*Point annotation dataset records*
↓

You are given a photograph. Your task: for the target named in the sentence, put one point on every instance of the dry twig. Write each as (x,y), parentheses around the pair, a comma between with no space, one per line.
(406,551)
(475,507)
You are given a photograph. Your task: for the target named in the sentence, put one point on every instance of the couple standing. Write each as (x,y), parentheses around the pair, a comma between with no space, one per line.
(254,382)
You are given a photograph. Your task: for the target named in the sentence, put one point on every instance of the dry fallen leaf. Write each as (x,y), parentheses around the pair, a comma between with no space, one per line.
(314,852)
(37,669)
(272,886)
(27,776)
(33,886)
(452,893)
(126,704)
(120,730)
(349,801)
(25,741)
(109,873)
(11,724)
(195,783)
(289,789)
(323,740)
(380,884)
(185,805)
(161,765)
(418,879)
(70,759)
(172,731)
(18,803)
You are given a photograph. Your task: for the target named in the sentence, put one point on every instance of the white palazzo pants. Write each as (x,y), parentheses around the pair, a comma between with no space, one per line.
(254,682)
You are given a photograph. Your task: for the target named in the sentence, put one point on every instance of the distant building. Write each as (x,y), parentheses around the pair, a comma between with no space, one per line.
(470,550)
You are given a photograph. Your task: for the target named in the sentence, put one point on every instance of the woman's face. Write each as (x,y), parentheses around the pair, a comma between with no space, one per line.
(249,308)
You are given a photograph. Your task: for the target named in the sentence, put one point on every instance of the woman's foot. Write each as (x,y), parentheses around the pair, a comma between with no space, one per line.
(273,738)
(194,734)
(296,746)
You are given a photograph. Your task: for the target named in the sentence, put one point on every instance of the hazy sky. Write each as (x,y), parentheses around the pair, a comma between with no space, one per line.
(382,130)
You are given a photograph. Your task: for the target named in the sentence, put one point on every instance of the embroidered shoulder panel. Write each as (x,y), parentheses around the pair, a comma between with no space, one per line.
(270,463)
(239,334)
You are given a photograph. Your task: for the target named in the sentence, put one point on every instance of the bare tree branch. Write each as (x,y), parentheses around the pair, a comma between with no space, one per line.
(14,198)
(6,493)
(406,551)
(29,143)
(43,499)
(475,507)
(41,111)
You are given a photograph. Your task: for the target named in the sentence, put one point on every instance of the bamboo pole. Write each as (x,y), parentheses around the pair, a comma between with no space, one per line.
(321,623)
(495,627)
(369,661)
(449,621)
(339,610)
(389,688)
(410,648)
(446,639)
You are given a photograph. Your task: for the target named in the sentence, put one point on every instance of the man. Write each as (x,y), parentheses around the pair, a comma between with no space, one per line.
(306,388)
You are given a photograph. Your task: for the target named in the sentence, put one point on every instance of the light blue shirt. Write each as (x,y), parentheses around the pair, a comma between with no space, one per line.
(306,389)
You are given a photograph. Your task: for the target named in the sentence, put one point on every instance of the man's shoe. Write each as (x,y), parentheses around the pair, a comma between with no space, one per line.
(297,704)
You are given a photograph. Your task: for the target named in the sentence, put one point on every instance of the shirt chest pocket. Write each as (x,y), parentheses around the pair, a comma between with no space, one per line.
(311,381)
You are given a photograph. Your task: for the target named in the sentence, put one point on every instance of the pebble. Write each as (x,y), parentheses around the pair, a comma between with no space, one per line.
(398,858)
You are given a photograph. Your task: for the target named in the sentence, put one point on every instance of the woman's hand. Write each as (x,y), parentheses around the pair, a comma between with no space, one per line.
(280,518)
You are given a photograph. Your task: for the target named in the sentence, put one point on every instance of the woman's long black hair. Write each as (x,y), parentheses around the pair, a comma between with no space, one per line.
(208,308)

↑

*Goal of the exercise*
Update all of the material above by replacing "one per line" with "each on its own line" wherever it occurs. Reproduce the lines with nothing else changed.

*Right answer*
You are given a photograph. Your task: for the target named in the sentence, put one point on every instance of the dry twig. Write each as (x,y), parentheses around the pair, a comma between with no space, each on its own line.
(406,551)
(475,507)
You are given a photograph. Your task: for the target named in the sentence, put one point on every instance of the couple standing. Write each as (x,y), parentheses around the pair, a comma between with no space, each on its own line.
(254,382)
You are given a photograph. Your task: for the target named in the sentence, put one point on every instance of the dry fallen leaf. Write each as (x,y), parentheses around the pair, a comma between with no space, each on its own line.
(314,852)
(37,669)
(272,886)
(27,776)
(33,886)
(452,893)
(126,704)
(120,730)
(349,801)
(25,741)
(109,873)
(11,724)
(195,783)
(289,789)
(323,740)
(380,884)
(185,805)
(161,765)
(418,879)
(70,759)
(172,731)
(18,803)
You are given a photograph. Your task: for the target named in the sentence, put one point on every instance of the white palazzo pants. Write each as (x,y), parentheses around the pair, a comma between with no space, each on its own line.
(254,682)
You are given a photograph. Your task: for the target named in the sentence, put one point on every instance of the distant building. Write each as (x,y), parentheses around the pair, a comma between with no space, each on its own line.
(470,550)
You are given a photograph. Your task: for the target named in the sentence, put one point on every instance of the woman's face. Write each as (x,y), parentheses around the pair, a comma between with no space, each on its own line.
(249,308)
You are given a photograph. Your task: for the target named in the sentence, put one point on every instance of the woman's foot. Write each as (x,y), parentheses around the pair, a comma between with no space, each on its own line.
(273,738)
(194,734)
(296,746)
You are given a photograph. Your task: for the target named in the sentence, put one point on every instance of the hazy sky. Write each as (x,y), parentheses around the pair, a comma between with no space, each on its own line.
(382,130)
You are given a photograph. Your task: for the target named in the sentence, put one point on every instance of the embroidered shoulder panel. Write each as (x,y), parentheses around the pair, a comma between with no space, each on its own line.
(270,463)
(239,334)
You are given a photograph. Your task: for the target named in the sentence, put one point on every instance of the bare tree branch. Write each as (x,y), parentheses around the pair, a comma between with no space, each on its own line.
(14,198)
(6,493)
(406,551)
(29,143)
(43,499)
(475,507)
(41,111)
You are given a photograph. Your task: for the target named in the sentence, put one point on every instance of the bamboo pole. Write each as (x,y), parentheses around the pair, a comma between with no space, each on its own line.
(321,623)
(495,627)
(369,661)
(449,621)
(339,610)
(389,688)
(410,648)
(446,639)
You are given a photograph. Your task: for the target named in the sentence, put one point on every instance of the man. Write each as (x,y), parentheses around the pair, a comma between with no space, each on its own line.
(306,388)
You are given a photograph. Your task: for the target named in the sentence, put one point on every instance of the light blue shirt. Write each as (x,y), parentheses around the pair, a comma between with no space, each on its own line.
(306,389)
You are given a photograph. Your task: for the target named in the sentence, put one point on every instance of the man's shoe. Write each as (x,y), parentheses around the pair, a comma between with no space, each on its own line.
(297,704)
You are given a photograph. Your task: for the target named in the sentence, put one point on every instance of the shirt chest pocket. Write each as (x,y), parentheses around the pair, a comma between with no space, each on its own line.
(311,381)
You are given a photograph. Your task: for the target named in the sentence, put one point on every instance of the pebble. Write each as (x,y), parentheses around the pair, a comma between with no space, each on its own line.
(398,858)
You are given a photograph. Your task: for the target named in the sentence, put one point on every instance of the woman's hand. Write each as (x,y), parentheses around the pair, a comma between with no space, each on its own line.
(280,518)
You are given a photograph. Your task: for the target named in the sentence, put one point on every instance of the woman's long black hair. Write each as (x,y), parentheses around the pair, a comma between with no space, each on its own line.
(208,308)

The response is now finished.